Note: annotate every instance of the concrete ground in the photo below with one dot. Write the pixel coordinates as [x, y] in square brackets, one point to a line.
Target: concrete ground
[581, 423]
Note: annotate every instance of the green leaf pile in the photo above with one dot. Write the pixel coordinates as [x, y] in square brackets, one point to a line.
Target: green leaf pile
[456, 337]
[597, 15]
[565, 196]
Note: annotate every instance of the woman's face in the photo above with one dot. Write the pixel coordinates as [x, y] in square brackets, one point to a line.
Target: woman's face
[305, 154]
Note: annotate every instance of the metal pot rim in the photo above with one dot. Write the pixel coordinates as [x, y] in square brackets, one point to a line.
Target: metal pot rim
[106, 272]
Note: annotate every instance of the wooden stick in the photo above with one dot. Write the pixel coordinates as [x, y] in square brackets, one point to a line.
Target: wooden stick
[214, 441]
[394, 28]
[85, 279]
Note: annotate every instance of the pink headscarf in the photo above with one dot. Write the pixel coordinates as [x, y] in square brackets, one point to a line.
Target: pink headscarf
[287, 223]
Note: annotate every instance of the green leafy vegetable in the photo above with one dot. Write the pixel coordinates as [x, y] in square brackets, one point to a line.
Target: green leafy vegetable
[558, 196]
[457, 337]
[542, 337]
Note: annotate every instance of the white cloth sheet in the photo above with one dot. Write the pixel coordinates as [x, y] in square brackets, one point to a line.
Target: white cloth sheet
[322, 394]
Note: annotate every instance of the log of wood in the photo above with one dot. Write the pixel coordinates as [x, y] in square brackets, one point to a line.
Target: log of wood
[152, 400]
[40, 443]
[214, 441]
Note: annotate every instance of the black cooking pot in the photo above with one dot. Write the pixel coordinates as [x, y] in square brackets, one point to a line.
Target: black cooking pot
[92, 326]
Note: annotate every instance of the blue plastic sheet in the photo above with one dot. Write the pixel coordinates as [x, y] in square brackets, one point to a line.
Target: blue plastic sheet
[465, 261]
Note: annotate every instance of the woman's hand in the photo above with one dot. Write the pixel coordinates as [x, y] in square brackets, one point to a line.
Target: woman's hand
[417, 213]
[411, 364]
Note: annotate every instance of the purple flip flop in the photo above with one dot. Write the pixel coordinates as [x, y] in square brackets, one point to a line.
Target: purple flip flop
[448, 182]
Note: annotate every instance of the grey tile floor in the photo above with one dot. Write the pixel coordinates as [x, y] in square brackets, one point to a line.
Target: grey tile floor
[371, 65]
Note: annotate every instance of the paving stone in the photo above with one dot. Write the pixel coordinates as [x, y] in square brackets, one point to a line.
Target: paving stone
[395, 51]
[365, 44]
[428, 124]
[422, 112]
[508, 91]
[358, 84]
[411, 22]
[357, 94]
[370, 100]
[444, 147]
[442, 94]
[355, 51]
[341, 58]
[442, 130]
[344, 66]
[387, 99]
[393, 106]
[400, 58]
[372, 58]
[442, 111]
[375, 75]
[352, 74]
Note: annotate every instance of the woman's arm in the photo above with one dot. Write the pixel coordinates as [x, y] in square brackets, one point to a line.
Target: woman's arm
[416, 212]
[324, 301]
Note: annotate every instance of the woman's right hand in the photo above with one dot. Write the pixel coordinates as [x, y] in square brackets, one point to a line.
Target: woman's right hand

#### WRITTEN TASK
Go back to the data above and please quote exactly, and only, the lines from the line with "Note: annotate every instance of the paving" through its last line.

#### WRITTEN ANSWER
Note: annotate every instance of the paving stone in the photo above with one dot. Write the pixel coordinates as [x, y] in square brackets, one point to a line.
Target: paving stone
[395, 51]
[365, 44]
[428, 124]
[422, 112]
[508, 91]
[358, 84]
[411, 22]
[357, 94]
[370, 100]
[444, 147]
[442, 94]
[355, 51]
[341, 58]
[442, 130]
[344, 66]
[387, 99]
[393, 106]
[400, 58]
[372, 58]
[442, 111]
[375, 75]
[352, 74]
Note: annotate every instance of the woman's arm in the photo above with one dot. Write the pixel coordinates as [x, y] in square brackets, one point to a line.
Target: woman's arm
[416, 212]
[324, 301]
Note: annotate every instance of the woman's right hand in the photo above with one dot. Write the pixel coordinates as [x, y] in square brackets, one point to a line.
Target: woman's right hand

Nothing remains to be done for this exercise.